■ **Stated goal 1**: Reproduce the passage on summer drinks word for word, starting at "The shores of the" and ending at "and simple syrup.".
■ **Stated goal 2**: According to the passage on summer drinks, which two ingredients are blended to make a Cape Cod?
■ **Stated goal 3**: Write the next part of the passage on summer drinks, picking up after its final sentence.

■ **Selected passage**:
This summer I plan to stay in D.C., in all of its humid glory. I do not relish the prospect of walking back from the Treasury Department in work clothes, even if it’s in my linen summer suit. The upside is that, unlike winter, with its pesky responsibilities, like classes and papers, at the end of these summer days, all I will have ahead of me is the steadfast conundrum: what to drink.

The shores of the Potomac may be a poor substitute for my Rockaway beaches, but drink enough faux-tropical Mai Tai’s during the summer evening’s hazy heat and you can pretend, at least briefly, that you’re on the Hawaiian islands the drink is meant to evoke. Created by a San Francisco restaurateur in the 1940s, the three different kinds of rum in a Mai Tai—light, dark, and 151—will turn the hard concrete of Volta Pool in the shores of Waikiki soon enough. Don’t forget to mix in orange curacao (orange juice if you’re on a college student’s budget), a bit of lime juice, and simple syrup.

I may not own a Vineyard Vines polo, but that doesn’t mean I can’t drink like the popped-collar preppies who do. Named for one of their favorite “summering” locales, the Cape Cod is the tableau rasa of summer drinks. A blend of vodka and cranberry juice, the Cape Cod, much like the place itself, can be as adventurous as you want it to be. The basic building blocks, solid enough on their own, go great with so many other drinks that it’s tough for some homemade mixology to go wrong. The short step from the Cape Cod to the Cosmopolitan (add a splash of lime and triple sec or cointreau) has been a staple, and oftentimes my downfall, at Newman family parties for years. Throw in some peach schnapps, orange and pineapple juices, and you’ve got Sex on the Beach–not a staple at family parties, for the record.

■ **Listed entries**:
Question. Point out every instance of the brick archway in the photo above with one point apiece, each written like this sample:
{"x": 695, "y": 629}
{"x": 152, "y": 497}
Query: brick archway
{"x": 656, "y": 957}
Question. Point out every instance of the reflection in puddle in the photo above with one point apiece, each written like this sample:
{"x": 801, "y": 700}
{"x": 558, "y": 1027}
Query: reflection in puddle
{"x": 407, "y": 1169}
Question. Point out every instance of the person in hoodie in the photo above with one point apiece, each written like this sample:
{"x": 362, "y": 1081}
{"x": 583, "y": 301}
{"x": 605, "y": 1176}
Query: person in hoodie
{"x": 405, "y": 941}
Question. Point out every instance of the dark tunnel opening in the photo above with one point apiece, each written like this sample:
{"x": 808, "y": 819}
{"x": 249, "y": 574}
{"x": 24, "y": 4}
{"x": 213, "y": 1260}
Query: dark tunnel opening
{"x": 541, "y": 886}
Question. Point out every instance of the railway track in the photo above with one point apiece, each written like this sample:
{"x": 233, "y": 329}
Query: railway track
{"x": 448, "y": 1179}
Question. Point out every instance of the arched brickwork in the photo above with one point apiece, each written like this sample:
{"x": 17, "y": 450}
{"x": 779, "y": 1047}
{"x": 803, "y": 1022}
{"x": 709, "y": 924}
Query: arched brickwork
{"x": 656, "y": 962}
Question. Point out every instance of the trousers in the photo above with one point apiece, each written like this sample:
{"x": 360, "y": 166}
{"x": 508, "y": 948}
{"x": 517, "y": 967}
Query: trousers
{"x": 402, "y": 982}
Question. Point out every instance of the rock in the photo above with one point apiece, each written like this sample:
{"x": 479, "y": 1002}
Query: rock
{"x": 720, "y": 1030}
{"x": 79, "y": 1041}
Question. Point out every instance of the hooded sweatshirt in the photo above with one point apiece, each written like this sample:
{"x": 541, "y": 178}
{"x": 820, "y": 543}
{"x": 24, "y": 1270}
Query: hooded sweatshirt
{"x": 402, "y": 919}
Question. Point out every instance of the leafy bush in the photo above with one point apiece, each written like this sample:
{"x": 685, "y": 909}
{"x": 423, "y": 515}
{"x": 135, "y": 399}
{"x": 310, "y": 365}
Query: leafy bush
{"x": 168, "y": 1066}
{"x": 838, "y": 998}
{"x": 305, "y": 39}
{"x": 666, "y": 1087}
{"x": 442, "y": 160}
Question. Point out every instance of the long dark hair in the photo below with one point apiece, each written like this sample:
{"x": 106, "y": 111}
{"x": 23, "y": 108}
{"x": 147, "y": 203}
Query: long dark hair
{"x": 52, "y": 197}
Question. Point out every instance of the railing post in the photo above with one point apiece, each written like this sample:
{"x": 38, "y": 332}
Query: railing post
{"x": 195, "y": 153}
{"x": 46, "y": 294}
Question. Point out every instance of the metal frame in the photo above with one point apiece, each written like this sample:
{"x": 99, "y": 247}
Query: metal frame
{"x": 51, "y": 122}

■ **Right answer 1**:
The shores of the Potomac may be a poor substitute for my Rockaway beaches, but drink enough faux-tropical Mai Tai’s during the summer evening’s hazy heat and you can pretend, at least briefly, that you’re on the Hawaiian islands the drink is meant to evoke. Created by a San Francisco restaurateur in the 1940s, the three different kinds of rum in a Mai Tai—light, dark, and 151—will turn the hard concrete of Volta Pool in the shores of Waikiki soon enough. Don’t forget to mix in orange curacao (orange juice if you’re on a college student’s budget), a bit of lime juice, and simple syrup.

■ **Right answer 2**: Vodka and cranberry juice.

■ **Right answer 3**:
Still, my go-to warm weather drink is the gin and tonic, garnished generously with lime. Created by the British East India Company, the G and T combats both scurvy (with the lime) and malaria (with the quinine in tonic water). You never know when a mosquito could be carrying malaria, and though modern tonic contains far less quinine than the water of old (fun fact: originally gin was the mixer), drink up, because it’s better to be safe than sorry.

I am sure, however, there will be plenty of humid nights when even mixing a gin and tonic, and cutting that lime, seems too monumental an effort. The easiest summer drink has three ingredients: beer, ice, and cooler. A cold can of Americana is impossible to mess up, and it goes great with a baseball game on the radio. It can even make listening to a Nats game tolerable.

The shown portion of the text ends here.